== Required work ==
List all the lines in these records that hold "test".
[Provided records]
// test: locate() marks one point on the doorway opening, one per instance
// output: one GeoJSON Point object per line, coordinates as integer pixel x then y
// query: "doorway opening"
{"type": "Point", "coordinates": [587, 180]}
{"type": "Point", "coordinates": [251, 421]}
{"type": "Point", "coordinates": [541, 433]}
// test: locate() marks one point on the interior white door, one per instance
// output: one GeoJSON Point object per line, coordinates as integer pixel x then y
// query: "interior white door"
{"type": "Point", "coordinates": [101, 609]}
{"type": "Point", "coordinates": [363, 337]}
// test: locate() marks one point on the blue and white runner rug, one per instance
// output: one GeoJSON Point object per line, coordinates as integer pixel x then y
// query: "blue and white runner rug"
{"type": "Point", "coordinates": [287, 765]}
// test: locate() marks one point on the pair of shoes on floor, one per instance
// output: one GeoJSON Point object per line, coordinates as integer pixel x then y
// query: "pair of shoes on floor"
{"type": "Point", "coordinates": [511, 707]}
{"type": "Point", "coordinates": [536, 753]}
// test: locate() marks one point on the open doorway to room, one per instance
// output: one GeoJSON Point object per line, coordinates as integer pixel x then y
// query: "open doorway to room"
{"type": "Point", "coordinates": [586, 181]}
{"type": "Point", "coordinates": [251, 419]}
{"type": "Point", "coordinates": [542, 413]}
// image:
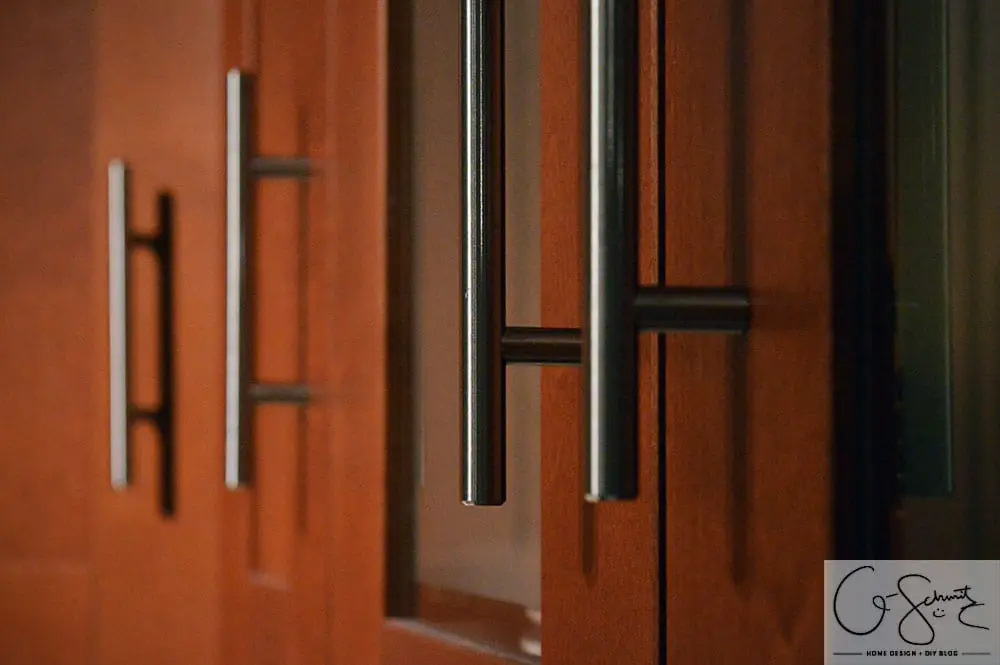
[/Provided records]
== Answer to the exercise ==
// test: locate() marks one point on the doorway opening, one per instance
// test: locate() marks one point on the interior white door, one per instance
// test: locate() marks one point on the blue and white runner rug, one per instance
// test: locate() marks one point on the pair of shoes on floor, one per instance
// test: locate() marks one point on the open doorway to room, one per instance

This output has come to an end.